**What the task asks:**
Reproduce each record below exactly as written.

**Dataset records:**
__________________________________________________

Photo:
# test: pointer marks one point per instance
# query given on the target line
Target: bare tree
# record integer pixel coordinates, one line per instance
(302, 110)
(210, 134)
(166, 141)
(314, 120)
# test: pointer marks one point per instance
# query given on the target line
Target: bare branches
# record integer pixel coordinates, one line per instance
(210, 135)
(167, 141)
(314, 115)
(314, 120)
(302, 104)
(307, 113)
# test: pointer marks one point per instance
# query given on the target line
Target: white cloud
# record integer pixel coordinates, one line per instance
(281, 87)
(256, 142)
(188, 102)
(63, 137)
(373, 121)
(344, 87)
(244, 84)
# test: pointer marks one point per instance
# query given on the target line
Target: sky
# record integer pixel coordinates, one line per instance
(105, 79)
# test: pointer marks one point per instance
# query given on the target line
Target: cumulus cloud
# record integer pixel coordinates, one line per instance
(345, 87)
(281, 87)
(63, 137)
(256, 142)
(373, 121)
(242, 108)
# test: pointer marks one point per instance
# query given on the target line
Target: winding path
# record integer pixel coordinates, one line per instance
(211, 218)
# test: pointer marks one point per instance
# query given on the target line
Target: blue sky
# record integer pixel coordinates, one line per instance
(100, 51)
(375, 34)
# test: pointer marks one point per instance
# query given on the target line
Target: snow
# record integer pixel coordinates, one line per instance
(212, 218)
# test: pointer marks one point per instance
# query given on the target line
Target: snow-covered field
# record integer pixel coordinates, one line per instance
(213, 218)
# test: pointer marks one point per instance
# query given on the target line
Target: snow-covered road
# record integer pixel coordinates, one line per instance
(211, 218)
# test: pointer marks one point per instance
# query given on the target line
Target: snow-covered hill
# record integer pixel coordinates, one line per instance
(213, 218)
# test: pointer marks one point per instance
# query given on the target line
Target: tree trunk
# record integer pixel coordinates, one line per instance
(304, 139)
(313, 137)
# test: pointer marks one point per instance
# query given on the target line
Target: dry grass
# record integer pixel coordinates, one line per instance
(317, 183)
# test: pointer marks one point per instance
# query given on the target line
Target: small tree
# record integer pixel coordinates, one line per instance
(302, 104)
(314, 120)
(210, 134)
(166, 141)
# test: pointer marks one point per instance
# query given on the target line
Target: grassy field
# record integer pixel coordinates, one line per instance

__________________________________________________

**Exercise output:**
Photo:
# test: pointer marks one point per instance
# query given on the target line
Target: bare tree
# record integer pixel coordinates, one line per instance
(302, 110)
(210, 134)
(166, 141)
(314, 120)
# test: pointer marks one point per instance
# query given on the target line
Target: bare branches
# record integer pixel coordinates, one line per instance
(210, 135)
(167, 141)
(314, 115)
(314, 120)
(302, 104)
(307, 113)
# test: pointer marks one point per instance
# query given on the target line
Target: white cloud
# record integer pixel coordinates, one line per instance
(281, 87)
(256, 142)
(188, 102)
(63, 137)
(373, 121)
(344, 87)
(244, 84)
# test: pointer marks one point per instance
# query given on the target line
Target: sky
# record integer pixel coordinates, one line per instance
(105, 79)
# test: pointer marks one point per instance
# query given on the target line
Target: cumulus cloud
# record integer pixel coordinates, one line per instance
(345, 87)
(281, 87)
(63, 137)
(256, 142)
(373, 121)
(242, 108)
# test: pointer marks one point per instance
# query given on the target line
Target: winding path
# record integer pixel coordinates, one line per instance
(211, 218)
# test: pointer marks one point per instance
# query given on the target line
Target: blue sky
# record integer pixel coordinates, one line per instance
(100, 51)
(375, 34)
# test: pointer marks one point per instance
# query given on the target line
Target: snow
# record integer pixel coordinates, one line per instance
(212, 218)
# test: pointer marks one point per instance
# query given on the target line
Target: snow-covered field
# record integer pixel coordinates, one line per instance
(213, 218)
# test: pointer marks one point per instance
# query given on the target line
Target: snow-covered road
# record integer pixel coordinates, one line per instance
(211, 218)
# test: pointer marks one point per instance
# query given on the target line
Target: snow-covered hill
# record integer pixel coordinates, one line per instance
(213, 218)
# test: pointer marks one point per instance
# query given on the target line
Target: tree trunk
# record integer pixel coordinates, one line per instance
(304, 139)
(313, 137)
# test: pointer marks one point per instance
# query given on the target line
Target: dry grass
# record integer pixel coordinates, one line per instance
(317, 183)
# test: pointer marks one point per instance
# query given on the target line
Target: small tree
# record integer pixel coordinates, one line per instance
(302, 104)
(314, 120)
(210, 134)
(166, 141)
# test: pointer marks one point per instance
# query given on the target line
Target: grassy field
# record integer pixel coordinates, one line per instance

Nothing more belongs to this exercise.